## EXERCISE
Every line containing the string "patch" should be returned from the records.

:: RECORDS FOR THIS EXERCISE ::

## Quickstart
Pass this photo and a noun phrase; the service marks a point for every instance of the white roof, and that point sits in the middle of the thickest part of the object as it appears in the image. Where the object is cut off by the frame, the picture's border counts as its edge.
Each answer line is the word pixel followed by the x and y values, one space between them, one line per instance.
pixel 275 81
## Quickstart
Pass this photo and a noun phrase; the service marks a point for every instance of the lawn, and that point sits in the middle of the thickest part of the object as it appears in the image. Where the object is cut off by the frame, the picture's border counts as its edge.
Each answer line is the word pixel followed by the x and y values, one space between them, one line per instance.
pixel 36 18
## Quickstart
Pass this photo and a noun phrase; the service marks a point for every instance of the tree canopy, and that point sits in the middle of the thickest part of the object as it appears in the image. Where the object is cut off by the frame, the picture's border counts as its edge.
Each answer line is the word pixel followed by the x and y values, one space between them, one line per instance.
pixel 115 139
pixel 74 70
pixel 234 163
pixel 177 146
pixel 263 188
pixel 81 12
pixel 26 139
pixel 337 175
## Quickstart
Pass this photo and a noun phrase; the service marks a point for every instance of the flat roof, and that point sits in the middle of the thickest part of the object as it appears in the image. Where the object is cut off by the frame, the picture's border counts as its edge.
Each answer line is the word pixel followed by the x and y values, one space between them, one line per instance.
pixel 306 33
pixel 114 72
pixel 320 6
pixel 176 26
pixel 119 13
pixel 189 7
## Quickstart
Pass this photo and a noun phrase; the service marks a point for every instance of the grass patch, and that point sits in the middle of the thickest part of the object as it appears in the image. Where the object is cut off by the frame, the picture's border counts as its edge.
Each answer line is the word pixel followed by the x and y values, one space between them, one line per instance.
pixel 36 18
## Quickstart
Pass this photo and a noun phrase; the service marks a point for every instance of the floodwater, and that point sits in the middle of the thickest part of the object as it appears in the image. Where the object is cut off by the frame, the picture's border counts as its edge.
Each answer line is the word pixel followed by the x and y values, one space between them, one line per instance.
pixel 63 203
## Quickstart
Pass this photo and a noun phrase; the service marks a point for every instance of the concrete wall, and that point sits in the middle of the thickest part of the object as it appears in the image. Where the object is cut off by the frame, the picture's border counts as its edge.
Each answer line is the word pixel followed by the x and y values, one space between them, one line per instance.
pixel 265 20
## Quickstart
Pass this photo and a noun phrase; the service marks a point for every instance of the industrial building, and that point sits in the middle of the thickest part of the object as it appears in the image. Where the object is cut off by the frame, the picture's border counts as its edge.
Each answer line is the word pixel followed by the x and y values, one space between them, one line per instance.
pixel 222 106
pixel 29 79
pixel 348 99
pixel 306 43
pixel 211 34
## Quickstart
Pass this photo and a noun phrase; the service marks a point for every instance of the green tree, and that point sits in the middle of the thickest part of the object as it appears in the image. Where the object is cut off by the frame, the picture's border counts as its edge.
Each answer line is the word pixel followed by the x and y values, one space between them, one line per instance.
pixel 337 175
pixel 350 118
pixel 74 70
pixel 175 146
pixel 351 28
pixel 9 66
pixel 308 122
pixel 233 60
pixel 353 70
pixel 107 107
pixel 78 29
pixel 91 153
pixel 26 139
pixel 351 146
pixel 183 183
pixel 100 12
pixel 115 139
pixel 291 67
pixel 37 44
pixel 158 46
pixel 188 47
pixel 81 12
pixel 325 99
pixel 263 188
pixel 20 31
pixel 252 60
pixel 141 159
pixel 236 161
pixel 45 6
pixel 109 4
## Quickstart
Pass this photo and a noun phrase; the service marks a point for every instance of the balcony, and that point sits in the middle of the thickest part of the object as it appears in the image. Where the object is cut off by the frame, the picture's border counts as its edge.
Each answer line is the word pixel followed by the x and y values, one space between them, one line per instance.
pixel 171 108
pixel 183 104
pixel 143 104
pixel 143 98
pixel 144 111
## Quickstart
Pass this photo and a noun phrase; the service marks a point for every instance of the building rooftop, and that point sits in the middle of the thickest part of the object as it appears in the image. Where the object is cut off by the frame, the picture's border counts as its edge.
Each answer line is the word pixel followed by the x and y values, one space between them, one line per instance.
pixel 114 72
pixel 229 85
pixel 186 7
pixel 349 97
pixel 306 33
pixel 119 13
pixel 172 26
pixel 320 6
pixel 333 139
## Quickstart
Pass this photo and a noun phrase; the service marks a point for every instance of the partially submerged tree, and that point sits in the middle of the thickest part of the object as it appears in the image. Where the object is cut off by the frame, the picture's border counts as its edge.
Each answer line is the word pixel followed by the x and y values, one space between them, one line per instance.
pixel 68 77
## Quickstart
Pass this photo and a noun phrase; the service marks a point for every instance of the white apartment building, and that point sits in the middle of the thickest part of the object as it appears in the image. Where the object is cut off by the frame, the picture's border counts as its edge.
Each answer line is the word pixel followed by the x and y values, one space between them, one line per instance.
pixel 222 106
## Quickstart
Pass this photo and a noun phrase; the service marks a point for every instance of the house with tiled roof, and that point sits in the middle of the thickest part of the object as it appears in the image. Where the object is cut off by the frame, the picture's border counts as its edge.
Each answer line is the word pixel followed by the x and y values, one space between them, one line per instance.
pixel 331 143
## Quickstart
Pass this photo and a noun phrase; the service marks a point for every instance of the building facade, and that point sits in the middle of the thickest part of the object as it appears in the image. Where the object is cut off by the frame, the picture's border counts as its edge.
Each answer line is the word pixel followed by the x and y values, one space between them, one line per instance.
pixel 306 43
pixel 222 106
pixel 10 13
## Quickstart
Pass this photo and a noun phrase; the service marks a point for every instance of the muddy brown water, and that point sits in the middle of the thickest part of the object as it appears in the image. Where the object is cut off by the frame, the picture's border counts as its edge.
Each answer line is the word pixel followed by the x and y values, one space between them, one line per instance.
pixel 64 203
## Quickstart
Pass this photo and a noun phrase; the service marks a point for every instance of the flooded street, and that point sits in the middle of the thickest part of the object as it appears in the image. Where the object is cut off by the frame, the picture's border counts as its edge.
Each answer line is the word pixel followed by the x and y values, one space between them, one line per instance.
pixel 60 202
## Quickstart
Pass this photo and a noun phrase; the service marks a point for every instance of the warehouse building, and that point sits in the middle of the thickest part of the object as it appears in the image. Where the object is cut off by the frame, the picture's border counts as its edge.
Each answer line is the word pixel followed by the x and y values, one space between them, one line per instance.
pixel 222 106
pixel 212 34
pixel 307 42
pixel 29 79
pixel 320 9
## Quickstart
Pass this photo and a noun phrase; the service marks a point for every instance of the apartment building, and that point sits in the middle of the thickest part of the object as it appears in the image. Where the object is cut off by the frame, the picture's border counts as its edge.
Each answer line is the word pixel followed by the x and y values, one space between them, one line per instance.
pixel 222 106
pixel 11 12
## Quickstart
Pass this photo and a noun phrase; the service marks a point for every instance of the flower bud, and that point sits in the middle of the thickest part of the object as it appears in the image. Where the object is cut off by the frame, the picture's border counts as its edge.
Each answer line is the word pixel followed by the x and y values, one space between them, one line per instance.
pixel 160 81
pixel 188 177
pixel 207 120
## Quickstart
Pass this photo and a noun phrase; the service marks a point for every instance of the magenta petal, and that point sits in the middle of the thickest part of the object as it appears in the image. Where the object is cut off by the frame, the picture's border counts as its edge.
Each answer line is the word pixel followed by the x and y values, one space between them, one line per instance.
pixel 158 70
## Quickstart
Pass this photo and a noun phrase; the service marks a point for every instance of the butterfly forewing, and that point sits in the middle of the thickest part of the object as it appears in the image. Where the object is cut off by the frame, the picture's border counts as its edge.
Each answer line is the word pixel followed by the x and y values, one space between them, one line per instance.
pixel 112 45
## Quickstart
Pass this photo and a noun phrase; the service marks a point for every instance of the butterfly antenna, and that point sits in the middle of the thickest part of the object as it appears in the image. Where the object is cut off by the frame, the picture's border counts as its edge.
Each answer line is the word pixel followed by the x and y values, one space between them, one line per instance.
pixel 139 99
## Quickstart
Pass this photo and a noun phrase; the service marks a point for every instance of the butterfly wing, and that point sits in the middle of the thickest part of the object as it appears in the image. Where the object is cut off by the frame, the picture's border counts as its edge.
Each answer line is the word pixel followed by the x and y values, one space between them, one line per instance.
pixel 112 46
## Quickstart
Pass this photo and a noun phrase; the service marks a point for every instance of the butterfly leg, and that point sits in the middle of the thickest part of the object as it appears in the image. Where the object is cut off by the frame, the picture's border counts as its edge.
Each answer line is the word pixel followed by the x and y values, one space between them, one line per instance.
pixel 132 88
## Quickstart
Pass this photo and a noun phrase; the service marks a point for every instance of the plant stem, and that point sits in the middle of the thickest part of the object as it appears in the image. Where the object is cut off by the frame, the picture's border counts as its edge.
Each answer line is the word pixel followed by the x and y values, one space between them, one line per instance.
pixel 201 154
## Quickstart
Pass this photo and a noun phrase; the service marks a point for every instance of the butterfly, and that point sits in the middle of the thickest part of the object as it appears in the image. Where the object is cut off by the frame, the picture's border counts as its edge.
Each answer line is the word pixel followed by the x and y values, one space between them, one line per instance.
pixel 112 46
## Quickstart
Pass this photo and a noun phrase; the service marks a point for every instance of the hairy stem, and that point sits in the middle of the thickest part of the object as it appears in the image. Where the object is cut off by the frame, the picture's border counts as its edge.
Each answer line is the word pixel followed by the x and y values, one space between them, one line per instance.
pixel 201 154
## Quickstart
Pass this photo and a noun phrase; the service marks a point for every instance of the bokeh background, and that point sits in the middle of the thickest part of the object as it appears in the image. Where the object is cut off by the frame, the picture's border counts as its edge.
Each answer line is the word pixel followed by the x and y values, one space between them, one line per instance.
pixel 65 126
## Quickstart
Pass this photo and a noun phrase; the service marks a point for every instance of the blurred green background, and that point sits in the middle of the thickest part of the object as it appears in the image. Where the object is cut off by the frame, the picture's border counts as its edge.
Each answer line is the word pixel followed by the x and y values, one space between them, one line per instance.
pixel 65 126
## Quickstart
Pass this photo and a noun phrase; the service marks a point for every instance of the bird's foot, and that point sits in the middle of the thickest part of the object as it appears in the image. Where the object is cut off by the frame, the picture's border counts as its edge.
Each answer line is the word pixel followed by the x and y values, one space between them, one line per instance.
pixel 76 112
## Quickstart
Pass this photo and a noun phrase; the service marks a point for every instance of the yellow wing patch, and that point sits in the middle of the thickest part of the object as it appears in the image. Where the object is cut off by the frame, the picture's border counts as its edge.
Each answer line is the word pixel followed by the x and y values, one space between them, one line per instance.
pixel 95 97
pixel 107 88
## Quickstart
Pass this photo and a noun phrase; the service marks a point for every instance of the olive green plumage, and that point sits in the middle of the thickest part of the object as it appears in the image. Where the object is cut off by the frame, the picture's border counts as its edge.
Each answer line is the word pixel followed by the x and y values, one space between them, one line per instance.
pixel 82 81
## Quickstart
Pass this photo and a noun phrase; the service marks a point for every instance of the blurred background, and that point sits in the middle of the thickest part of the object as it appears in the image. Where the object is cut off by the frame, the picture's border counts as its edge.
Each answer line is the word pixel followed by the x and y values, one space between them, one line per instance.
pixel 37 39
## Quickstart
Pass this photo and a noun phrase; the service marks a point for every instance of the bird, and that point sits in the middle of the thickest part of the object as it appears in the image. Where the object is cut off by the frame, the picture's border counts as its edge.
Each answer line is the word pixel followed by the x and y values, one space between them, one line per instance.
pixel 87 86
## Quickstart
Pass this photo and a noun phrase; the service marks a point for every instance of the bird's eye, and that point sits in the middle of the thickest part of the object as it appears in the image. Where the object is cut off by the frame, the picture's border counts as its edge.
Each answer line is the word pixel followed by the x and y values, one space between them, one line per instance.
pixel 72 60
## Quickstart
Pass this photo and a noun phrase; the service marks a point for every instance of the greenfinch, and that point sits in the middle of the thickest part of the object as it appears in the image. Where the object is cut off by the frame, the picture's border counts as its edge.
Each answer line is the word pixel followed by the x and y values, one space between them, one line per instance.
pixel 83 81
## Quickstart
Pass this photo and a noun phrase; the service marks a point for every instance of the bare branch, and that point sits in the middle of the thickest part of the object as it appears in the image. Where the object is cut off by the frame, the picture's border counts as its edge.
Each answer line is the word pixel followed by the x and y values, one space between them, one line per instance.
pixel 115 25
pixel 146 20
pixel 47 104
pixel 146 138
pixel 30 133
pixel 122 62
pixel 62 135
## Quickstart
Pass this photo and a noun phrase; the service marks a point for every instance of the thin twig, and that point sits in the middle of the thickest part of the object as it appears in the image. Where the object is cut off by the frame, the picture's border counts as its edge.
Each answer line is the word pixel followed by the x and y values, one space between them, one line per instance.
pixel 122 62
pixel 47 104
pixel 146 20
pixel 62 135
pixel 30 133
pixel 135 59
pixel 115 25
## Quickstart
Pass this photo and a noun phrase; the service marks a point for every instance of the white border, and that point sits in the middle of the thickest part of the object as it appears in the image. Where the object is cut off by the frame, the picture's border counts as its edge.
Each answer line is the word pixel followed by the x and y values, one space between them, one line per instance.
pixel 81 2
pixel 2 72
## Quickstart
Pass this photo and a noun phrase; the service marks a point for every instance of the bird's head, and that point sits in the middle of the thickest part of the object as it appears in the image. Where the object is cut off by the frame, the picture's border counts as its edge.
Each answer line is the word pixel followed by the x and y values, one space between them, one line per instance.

:::

## SOLUTION BELOW
Pass this photo and a noun phrase; the service marks a point for every instance of the grass patch, and that point sits in the middle of the thickest part of the object as it appears in the image. Where the object is cut off by the frame, the picture's border counts as its edge.
Pass this photo and a noun phrase; the service marks a point for every instance of the yellow wing patch, and that point sits in the middle of the thickest part of the object as it appears in the image. Where the object is cut off by the frame, the picture's border counts as its edge.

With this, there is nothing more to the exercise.